• [What is required]:
Transcribe exactly the lines from the one containing "the red knit" through the last line of the listing below, inclusive, and nothing beyond them.

• [Recorded information]:
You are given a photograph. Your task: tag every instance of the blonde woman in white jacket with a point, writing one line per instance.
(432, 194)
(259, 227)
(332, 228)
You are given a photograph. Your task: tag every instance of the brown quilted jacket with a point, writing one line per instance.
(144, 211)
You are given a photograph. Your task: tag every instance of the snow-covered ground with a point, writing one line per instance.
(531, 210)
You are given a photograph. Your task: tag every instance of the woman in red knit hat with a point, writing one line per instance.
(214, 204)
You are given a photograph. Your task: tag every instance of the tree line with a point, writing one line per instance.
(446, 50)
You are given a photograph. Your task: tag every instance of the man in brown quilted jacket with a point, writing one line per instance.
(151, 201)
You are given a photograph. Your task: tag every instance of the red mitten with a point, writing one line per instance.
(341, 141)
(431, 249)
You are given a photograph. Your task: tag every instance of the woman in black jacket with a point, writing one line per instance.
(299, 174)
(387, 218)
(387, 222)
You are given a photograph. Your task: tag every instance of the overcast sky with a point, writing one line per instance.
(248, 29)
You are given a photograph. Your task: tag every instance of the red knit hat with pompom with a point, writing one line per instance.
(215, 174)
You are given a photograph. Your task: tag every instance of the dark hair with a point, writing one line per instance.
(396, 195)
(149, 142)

• [Expected output]:
You are given a photograph. Your task: tag every instance of the red knit hat with pompom with a point, writing one line per instance.
(215, 174)
You are given a photograph. Your task: tag every instance of the dark hair with a point, writing one line per instance.
(396, 195)
(149, 142)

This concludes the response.